EXTRACT TO READ →
Question

AllElectronics carries 1000 products, P1, . . . , P1000. Consider customers Ada, Bob, and Cathy such that Ada and Bob purchase three products in common, P1,P2, and P3. For the other 997 products, Ada and Bob independently purchase seven of them randomly. Cathy purchases 10 products, randomly selected from the 1000 products. In Euclidean distance, what is the probability that dist(Ada,Bob) > dist(Ada,Cathy)

Answer 1

Answer:

The probability that dist(Ada,Bob)>(Ada,Cathy)  is very small as there is very large number of range to choose the product ==4.7*10^-9.

Step-by-step explanation:

Given:

Ada ,bob and cathy purchase electronics carries

Ada and bob commonly take 3 products and 7 independently.

And Cathy take 10  products on its own .

To Find:

probability that    dist(Ada,bob)>dis(Ada,Cathy)?

Solution:

Using Euclidean distance  is distance formula used in coordinate geometry simply known as Distance formula,

this problem is related to Euclidean Distance and Jaccard Similarity in Data mining.

1st calculate probability for x such that ,

$3\leq x\leq 10$   as there are 3 common products.

P($3\leq x\leq 10$)

=$\frac{7C(x-3)*990C(10-x)}{997C7}$.............. where x=3,4,5....10. ..........(equation 1).

Now calculate for each term,we get

When

x=3,P(x=3)=0.95

x=4,P(x=4)=$6.8*10^{-3}$

x=5,P(x=5)=$4.1*10^{-5}$

x=6,P(x=6)=2.1*10^-7

x=7,P(x=7)=8.5*10^-10

x=8,P(x=8)=2.6*10^-12

x=9,P(x=9)=5.2*10^-15

x=10,P(x=10)=5.3*10^-18.

Now calculating the Euclidean distance,

It is distance between two points ,

So there are total of 2 points as Ada and bob

they have 3 products in common

and 7 independent products ,7  Ada and 7 bob

Total of 17 products .

WHAT YOU WILL DO → Copy out the AllElectronics distance thread above in full, word for word.

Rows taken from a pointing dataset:
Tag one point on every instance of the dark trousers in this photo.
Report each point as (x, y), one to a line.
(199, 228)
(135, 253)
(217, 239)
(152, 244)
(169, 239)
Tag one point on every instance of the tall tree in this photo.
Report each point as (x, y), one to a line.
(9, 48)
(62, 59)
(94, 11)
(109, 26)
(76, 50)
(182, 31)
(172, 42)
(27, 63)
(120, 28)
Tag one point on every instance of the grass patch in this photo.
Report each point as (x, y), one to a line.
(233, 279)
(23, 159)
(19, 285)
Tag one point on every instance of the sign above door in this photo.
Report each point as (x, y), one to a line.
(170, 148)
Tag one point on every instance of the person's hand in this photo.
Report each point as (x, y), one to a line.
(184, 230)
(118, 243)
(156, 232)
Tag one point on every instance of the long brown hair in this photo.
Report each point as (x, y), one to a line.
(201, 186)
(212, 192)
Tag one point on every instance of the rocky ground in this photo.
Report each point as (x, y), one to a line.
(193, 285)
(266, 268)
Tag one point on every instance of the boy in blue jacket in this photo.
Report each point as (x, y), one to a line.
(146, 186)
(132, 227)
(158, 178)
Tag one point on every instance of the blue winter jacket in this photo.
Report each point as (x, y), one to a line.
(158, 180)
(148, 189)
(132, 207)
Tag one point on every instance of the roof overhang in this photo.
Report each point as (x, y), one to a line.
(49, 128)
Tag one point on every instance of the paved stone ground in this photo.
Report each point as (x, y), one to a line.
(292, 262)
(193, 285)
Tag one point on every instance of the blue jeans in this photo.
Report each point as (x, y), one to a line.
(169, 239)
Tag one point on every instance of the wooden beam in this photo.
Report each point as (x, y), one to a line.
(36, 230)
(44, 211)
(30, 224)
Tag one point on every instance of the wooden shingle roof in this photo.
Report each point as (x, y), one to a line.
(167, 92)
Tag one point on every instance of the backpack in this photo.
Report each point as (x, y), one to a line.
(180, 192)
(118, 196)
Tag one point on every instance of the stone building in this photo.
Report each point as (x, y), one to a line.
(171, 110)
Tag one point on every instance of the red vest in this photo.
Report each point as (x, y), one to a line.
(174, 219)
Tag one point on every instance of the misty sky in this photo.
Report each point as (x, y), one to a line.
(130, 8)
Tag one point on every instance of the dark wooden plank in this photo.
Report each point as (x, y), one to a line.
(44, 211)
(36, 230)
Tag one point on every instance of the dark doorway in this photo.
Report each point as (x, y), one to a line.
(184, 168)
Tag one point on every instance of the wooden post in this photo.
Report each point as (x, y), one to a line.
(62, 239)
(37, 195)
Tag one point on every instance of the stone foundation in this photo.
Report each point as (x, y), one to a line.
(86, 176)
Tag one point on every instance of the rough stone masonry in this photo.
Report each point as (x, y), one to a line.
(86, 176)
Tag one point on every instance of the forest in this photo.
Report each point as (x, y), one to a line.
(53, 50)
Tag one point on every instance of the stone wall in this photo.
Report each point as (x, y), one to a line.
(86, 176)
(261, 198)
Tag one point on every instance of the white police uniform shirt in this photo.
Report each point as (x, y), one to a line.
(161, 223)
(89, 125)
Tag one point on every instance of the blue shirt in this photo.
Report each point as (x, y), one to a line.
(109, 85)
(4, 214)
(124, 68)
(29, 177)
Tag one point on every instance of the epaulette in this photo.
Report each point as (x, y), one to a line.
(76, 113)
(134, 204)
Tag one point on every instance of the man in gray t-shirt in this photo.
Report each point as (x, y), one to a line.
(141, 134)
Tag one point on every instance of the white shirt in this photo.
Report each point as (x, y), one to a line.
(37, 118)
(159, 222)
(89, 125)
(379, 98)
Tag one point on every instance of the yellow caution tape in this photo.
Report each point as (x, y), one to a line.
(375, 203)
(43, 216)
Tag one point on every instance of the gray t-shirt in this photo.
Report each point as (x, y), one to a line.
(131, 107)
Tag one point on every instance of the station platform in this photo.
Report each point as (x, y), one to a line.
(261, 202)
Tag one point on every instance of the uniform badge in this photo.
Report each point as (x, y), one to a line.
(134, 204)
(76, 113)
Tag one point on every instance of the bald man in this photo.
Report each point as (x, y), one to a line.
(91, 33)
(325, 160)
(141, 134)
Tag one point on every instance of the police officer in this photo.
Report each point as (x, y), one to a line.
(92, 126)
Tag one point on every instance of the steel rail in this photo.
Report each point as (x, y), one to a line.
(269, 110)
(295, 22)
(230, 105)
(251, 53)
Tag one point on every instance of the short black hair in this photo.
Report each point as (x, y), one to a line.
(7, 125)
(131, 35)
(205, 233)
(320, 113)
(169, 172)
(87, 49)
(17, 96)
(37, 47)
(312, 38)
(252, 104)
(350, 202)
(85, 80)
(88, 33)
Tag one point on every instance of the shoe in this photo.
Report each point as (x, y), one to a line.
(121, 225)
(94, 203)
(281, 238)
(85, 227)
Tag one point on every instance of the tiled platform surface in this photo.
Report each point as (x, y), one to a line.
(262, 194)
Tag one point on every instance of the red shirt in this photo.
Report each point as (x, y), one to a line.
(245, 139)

ANSWER TO THE PROBLEM →
Question

AllElectronics carries 1000 products, P1, . . . , P1000. Consider customers Ada, Bob, and Cathy such that Ada and Bob purchase three products in common, P1,P2, and P3. For the other 997 products, Ada and Bob independently purchase seven of them randomly. Cathy purchases 10 products, randomly selected from the 1000 products. In Euclidean distance, what is the probability that dist(Ada,Bob) > dist(Ada,Cathy)

Answer 1

Answer:

The probability that dist(Ada,Bob)>(Ada,Cathy)  is very small as there is very large number of range to choose the product ==4.7*10^-9.

Step-by-step explanation:

Given:

Ada ,bob and cathy purchase electronics carries

Ada and bob commonly take 3 products and 7 independently.

And Cathy take 10  products on its own .

To Find:

probability that    dist(Ada,bob)>dis(Ada,Cathy)?

Solution:

Using Euclidean distance  is distance formula used in coordinate geometry simply known as Distance formula,

this problem is related to Euclidean Distance and Jaccard Similarity in Data mining.

1st calculate probability for x such that ,

$3\leq x\leq 10$   as there are 3 common products.

P($3\leq x\leq 10$)

=$\frac{7C(x-3)*990C(10-x)}{997C7}$.............. where x=3,4,5....10. ..........(equation 1).

Now calculate for each term,we get

When

x=3,P(x=3)=0.95

x=4,P(x=4)=$6.8*10^{-3}$

x=5,P(x=5)=$4.1*10^{-5}$

x=6,P(x=6)=2.1*10^-7

x=7,P(x=7)=8.5*10^-10

x=8,P(x=8)=2.6*10^-12

x=9,P(x=9)=5.2*10^-15

x=10,P(x=10)=5.3*10^-18.

Now calculating the Euclidean distance,

It is distance between two points ,

So there are total of 2 points as Ada and bob

they have 3 products in common

and 7 independent products ,7  Ada and 7 bob

Total of 17 products .